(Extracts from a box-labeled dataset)
========================================
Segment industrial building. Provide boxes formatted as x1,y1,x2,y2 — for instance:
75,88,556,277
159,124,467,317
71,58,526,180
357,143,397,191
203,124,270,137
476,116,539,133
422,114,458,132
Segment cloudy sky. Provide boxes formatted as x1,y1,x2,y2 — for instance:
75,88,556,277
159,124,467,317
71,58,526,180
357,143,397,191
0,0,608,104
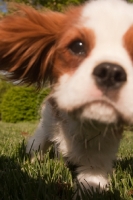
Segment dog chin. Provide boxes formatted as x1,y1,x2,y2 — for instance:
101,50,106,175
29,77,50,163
77,102,119,124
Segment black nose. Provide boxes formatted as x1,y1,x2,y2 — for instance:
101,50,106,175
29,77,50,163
93,63,127,88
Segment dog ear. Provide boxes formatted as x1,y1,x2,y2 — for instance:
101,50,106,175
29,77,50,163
0,7,65,87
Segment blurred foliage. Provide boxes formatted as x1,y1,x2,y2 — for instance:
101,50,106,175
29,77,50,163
1,86,49,123
6,0,86,11
0,79,12,120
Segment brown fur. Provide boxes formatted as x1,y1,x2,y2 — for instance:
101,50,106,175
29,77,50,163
124,26,133,60
0,7,66,87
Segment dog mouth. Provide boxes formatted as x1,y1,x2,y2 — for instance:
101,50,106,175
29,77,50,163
71,101,120,124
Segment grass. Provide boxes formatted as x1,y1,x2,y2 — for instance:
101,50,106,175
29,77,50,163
0,122,133,200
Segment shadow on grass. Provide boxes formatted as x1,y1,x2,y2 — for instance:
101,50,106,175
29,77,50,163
0,143,127,200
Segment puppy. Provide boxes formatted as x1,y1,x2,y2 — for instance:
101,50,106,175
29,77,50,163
0,0,133,189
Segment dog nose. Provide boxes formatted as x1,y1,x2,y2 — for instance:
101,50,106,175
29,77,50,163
93,63,127,88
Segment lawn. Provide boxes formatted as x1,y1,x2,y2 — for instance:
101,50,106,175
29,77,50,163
0,122,133,200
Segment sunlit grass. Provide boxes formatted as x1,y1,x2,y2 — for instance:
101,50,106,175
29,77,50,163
0,122,133,200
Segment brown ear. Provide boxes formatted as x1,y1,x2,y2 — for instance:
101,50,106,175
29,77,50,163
0,7,65,87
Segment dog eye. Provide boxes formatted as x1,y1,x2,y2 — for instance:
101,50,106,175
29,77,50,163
68,40,86,56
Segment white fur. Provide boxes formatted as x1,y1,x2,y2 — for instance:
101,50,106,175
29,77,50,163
27,0,133,193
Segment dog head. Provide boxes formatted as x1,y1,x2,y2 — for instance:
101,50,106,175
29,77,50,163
0,0,133,123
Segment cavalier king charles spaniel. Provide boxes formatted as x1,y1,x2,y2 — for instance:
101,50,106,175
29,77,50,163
0,0,133,189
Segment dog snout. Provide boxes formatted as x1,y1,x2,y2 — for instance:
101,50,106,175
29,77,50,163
93,63,127,88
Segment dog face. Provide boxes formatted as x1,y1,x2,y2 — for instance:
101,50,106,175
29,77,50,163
0,0,133,123
53,0,133,123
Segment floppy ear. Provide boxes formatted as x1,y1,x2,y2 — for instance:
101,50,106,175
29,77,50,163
0,7,65,87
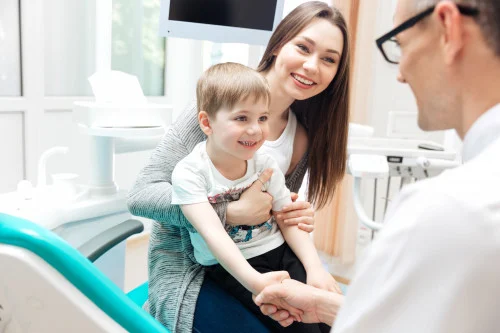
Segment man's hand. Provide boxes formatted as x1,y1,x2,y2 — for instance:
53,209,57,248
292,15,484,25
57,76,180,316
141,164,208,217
254,279,321,327
274,192,314,232
226,169,273,225
307,267,342,294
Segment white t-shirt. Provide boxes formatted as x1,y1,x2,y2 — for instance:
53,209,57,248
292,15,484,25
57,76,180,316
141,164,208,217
333,104,500,333
172,141,291,266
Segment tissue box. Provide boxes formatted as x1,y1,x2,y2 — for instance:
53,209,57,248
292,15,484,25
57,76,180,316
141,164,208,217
73,102,172,128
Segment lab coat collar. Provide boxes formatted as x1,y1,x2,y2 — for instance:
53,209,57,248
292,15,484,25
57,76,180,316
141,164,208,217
463,104,500,162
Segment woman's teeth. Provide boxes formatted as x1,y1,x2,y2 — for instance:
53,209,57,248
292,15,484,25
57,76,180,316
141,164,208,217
292,74,314,86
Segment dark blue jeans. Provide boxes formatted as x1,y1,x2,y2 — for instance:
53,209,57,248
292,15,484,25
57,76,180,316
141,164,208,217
193,277,270,333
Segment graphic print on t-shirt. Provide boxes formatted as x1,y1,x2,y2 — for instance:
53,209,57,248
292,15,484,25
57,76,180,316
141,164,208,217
208,185,272,243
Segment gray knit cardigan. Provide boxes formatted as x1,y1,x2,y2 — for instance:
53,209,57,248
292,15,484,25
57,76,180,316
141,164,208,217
127,103,307,333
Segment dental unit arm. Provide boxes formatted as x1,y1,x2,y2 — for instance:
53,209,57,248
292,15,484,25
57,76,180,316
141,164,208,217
347,131,460,231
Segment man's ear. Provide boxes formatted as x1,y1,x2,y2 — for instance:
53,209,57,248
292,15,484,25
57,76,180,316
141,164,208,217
198,111,212,136
435,1,465,65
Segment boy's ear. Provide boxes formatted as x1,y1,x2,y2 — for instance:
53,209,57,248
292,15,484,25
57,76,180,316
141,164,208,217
198,111,212,136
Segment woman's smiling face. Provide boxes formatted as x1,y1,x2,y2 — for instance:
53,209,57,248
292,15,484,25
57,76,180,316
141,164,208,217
266,18,344,100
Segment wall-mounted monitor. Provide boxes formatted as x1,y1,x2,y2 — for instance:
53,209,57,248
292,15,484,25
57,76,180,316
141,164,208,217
160,0,284,45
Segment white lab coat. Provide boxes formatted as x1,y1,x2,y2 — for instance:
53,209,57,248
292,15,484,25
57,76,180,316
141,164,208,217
333,104,500,333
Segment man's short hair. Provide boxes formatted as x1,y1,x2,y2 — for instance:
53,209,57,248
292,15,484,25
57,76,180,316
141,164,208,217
196,62,271,116
413,0,500,56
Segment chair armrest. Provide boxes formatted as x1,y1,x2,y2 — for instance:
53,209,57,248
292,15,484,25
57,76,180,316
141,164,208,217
78,219,144,262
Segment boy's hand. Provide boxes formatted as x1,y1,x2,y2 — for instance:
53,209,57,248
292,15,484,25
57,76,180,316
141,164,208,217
307,268,342,295
273,192,314,232
226,169,273,225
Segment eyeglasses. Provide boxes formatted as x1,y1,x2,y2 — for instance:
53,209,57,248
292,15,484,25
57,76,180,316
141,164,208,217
376,5,479,64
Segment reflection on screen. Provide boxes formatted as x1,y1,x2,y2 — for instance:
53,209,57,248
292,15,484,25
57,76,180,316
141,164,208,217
169,0,277,31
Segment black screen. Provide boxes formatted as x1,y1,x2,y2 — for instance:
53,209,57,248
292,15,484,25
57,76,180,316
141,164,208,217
169,0,277,31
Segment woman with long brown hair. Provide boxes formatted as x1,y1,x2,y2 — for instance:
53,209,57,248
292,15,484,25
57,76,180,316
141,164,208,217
128,1,350,332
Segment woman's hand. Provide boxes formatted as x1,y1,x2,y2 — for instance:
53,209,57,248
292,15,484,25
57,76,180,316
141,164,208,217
274,192,314,232
226,169,273,225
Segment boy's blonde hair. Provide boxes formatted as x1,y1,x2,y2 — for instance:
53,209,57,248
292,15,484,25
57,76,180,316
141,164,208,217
196,62,271,116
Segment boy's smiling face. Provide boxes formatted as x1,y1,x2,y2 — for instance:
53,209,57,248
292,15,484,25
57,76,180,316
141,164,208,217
200,96,269,163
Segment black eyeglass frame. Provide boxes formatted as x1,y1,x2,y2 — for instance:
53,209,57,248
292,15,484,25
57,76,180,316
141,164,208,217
375,5,479,65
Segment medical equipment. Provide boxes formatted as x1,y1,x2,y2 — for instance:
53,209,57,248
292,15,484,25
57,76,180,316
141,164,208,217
0,213,168,333
347,131,460,231
160,0,284,45
0,71,172,229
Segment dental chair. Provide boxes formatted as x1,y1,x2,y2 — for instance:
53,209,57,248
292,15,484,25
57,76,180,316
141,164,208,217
0,214,169,333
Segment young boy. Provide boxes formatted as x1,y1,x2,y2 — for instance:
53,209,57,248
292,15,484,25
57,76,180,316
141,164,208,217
172,63,336,332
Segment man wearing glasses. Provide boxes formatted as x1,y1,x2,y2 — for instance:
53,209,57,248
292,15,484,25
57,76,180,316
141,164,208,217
255,0,500,333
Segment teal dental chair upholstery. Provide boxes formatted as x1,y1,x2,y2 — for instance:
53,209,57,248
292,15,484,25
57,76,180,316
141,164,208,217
0,214,169,333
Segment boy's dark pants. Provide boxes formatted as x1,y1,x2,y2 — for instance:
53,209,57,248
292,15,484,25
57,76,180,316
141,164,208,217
206,243,331,333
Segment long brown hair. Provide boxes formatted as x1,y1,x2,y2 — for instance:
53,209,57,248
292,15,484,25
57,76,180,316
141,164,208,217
257,1,351,208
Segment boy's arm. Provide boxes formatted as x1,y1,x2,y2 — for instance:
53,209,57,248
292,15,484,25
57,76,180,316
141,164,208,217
181,202,288,295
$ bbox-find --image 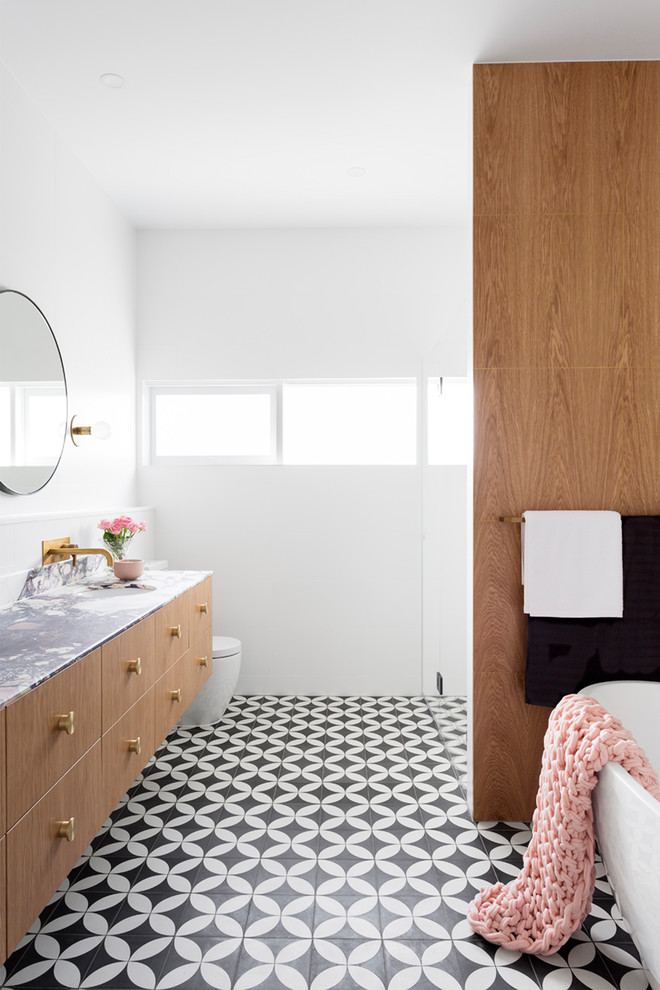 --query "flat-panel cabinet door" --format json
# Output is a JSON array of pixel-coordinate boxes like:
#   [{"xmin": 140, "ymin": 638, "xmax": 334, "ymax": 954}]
[
  {"xmin": 7, "ymin": 650, "xmax": 101, "ymax": 828},
  {"xmin": 102, "ymin": 691, "xmax": 156, "ymax": 810},
  {"xmin": 184, "ymin": 627, "xmax": 213, "ymax": 704},
  {"xmin": 154, "ymin": 592, "xmax": 190, "ymax": 676},
  {"xmin": 7, "ymin": 740, "xmax": 105, "ymax": 952},
  {"xmin": 101, "ymin": 615, "xmax": 160, "ymax": 732},
  {"xmin": 187, "ymin": 578, "xmax": 213, "ymax": 646}
]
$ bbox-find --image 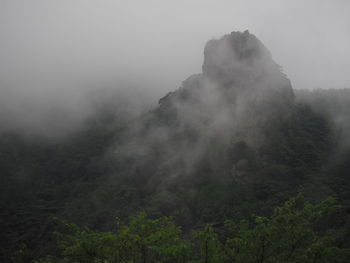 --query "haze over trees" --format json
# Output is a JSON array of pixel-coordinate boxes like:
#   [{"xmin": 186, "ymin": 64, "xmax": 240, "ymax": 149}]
========================================
EXERCISE TASK: Reproduce the lines from the one containing "Segment lab coat" through the one containing "413,0,500,56", inclusive.

TASK SOLUTION:
Segment lab coat collar. Provide boxes formatted as x1,y1,x2,y2 — for instance:
53,209,57,248
292,15,484,25
57,76,180,316
141,164,208,217
463,104,500,162
Segment woman's teeth. Provide boxes formatted as x1,y1,x2,y2 — for instance:
53,209,57,248
292,15,484,25
57,76,180,316
141,164,208,217
292,74,314,86
Segment dark blue jeans. Provide boxes formatted as x1,y1,x2,y2 — for instance:
53,209,57,248
292,15,484,25
57,76,180,316
141,164,208,217
193,277,270,333
Segment graphic print on t-shirt. Provide boxes formatted as x1,y1,x2,y2 — for instance:
53,209,57,248
292,15,484,25
57,76,180,316
141,164,208,217
208,185,272,243
Segment gray knit cardigan. Provide boxes formatted as x1,y1,x2,y2 — for instance:
53,209,57,248
292,15,484,25
57,76,180,316
141,164,208,217
127,103,307,333
Segment dental unit arm. Provide boxes formatted as x1,y1,x2,y2 — for instance:
53,209,57,248
292,15,484,25
57,76,180,316
141,164,208,217
347,131,460,231
Segment man's ear. Provide boxes formatted as x1,y1,x2,y2 — for instance:
53,209,57,248
292,15,484,25
57,76,180,316
141,164,208,217
198,111,212,136
435,1,465,65
Segment boy's ear. Provide boxes formatted as x1,y1,x2,y2 — for instance:
53,209,57,248
292,15,484,25
57,76,180,316
141,164,208,217
198,111,212,136
Segment woman's smiling face. Provide boxes formatted as x1,y1,x2,y2 — for instance:
53,209,57,248
292,15,484,25
57,76,180,316
141,164,208,217
266,18,344,100
Segment wall-mounted monitor. Provide boxes formatted as x1,y1,x2,y2 — for instance:
53,209,57,248
292,15,484,25
57,76,180,316
141,164,208,217
160,0,284,45
Segment white lab coat. Provide boxes formatted as x1,y1,x2,y2 — for instance:
53,209,57,248
292,15,484,25
57,76,180,316
141,164,208,217
333,104,500,333
Segment man's short hair. Provide boxes formatted as x1,y1,x2,y2 — for instance:
53,209,57,248
292,15,484,25
57,76,180,316
141,164,208,217
196,62,271,116
413,0,500,56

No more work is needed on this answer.